◆ **FRAGMENTO CITADO**
============
El brasileño Gabriel Mascaro se dio a conocer internacionalmente con su segundo largometraje, Neon Bull (2015), pero su nueva película es compañera de viaje de su más inmediata predecesora, Divino amor (2019), estilizada visión de un Brasil futuro fundamentado en el Evangelismo y sostenido por el vínculo irreparable entre gobierno, tecnología, sexo y religión. A juzgar tan solo por su concepto, de hecho, la ganadora del Premio Especial del Jurado en la pasada edición de la Berlinale podría clasificarse en la misma categoría que distopías de ciencia-ficción como La fuga de Logan (1976), de no ser porque la nueva película extrae dosis generosas de gozo y optimismo del sombrío retrato que hace de nuestro mañana. Tanto como una crítica al edadismo que envenena nuestro presente y una advertencia sobre adónde nos puede llevar el creciente autoritarismo, aquí Mascaro propone un placentero paseo en barco hacia lo desconocido, a bordo del que se esconde una reflexión sobre la importancia de vivir la vida sin reproches ni arrepentimientos, y sobre el peligro de un futuro que no tiene espacio para el pasado.

La protagonista de El sendero azul es Tereza (Denise Weinberg), una mujer de 77 años que trabaja en una fábrica procesadora de carne de cocodrilo. Se siente feliz viviendo sola pero, a su pesar, es ciudadana de una versión futura de Brasil en la que las personas mayores son privadas de toda autonomía física y financiera, sometidas a humillantes protocolos y recluidas en la llamada Colonia, sobre el papel el lugar idóneo para un retiro dorado pero, en realidad, un vertedero para quienes ya no son considerados una parte productiva de la fuerza laboral. Antes de ser encerrada en esa cárcel, Tereza decide cumplir su mayor deseo: hacer un viaje en avión. Sin embargo, para lograrlo tendrá que burlar la burocracia tomando un vuelo ilegal desde un rincón remoto del Amazonas, así que con ese rumbo se sube a la embarcación de Cadu (Rodrigo Santoro), un capitán misterioso junto al que, durante parte de la película, parece protagonizar una relectura lisérgica de La reina de África (1951).
============
◆ **MATERIAL DE CONSULTA**
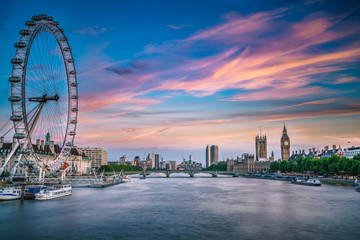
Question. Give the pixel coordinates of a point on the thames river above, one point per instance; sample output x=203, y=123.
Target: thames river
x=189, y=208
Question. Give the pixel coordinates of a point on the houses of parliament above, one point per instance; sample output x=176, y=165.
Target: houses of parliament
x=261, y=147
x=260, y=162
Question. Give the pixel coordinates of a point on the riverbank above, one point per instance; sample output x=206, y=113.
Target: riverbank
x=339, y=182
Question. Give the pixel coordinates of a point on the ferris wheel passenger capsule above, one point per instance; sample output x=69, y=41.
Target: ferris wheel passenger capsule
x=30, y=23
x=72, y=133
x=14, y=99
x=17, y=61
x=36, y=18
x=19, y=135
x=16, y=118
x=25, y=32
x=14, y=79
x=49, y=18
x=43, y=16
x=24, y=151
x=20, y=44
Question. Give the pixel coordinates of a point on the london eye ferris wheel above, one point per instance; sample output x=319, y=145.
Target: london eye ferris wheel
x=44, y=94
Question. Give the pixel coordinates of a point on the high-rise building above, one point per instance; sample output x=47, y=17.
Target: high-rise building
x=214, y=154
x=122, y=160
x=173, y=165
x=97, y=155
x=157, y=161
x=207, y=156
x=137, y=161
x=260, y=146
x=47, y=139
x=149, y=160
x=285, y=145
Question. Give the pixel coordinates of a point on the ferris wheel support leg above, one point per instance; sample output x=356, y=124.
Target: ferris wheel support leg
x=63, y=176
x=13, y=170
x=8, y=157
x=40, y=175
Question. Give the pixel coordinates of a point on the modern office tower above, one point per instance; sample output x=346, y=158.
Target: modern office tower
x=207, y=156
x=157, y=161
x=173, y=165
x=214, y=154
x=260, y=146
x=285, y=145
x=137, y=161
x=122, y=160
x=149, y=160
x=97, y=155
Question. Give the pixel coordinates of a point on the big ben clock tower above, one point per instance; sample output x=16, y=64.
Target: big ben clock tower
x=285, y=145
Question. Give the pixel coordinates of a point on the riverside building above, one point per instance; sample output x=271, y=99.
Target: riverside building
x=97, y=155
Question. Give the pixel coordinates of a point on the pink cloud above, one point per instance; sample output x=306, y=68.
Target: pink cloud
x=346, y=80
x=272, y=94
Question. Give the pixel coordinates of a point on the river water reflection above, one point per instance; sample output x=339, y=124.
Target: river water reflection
============
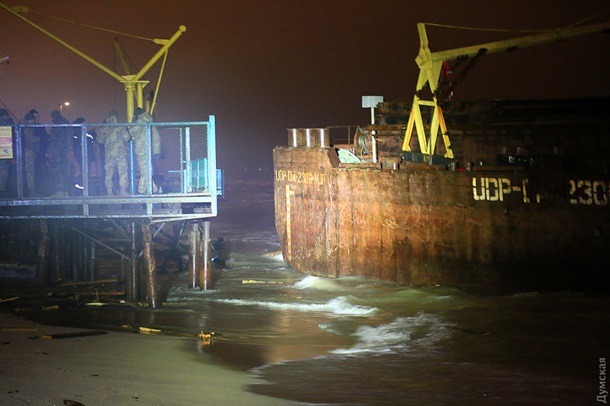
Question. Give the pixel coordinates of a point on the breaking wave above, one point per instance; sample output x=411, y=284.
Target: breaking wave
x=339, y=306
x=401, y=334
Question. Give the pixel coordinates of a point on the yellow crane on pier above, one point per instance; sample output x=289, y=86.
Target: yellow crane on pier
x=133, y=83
============
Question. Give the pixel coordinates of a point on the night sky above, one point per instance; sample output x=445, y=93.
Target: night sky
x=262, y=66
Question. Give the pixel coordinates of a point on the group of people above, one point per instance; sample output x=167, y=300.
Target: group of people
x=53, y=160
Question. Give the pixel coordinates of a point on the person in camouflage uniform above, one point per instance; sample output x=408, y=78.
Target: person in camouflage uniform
============
◆ **ENUNCIADO DEL EJERCICIO**
Indica si cada afirmación concuerda con el texto sobre El sendero azul. Responde sí o no y cita literalmente las palabras del texto que lo deciden.
1. Tereza tiene 77 años y trabaja en una fábrica procesadora de carne de cocodrilo.
2. La película obtuvo el Premio Especial del Jurado en el Festival de Cannes.
3. Neon Bull fue el primer largometraje de Gabriel Mascaro.

◆ **RESPUESTA AL EJERCICIO**
1. Sí: «una mujer de 77 años que trabaja en una fábrica procesadora de carne de cocodrilo».
2. No: «la ganadora del Premio Especial del Jurado en la pasada edición de la Berlinale».
3. No: «se dio a conocer internacionalmente con su segundo largometraje, Neon Bull (2015)».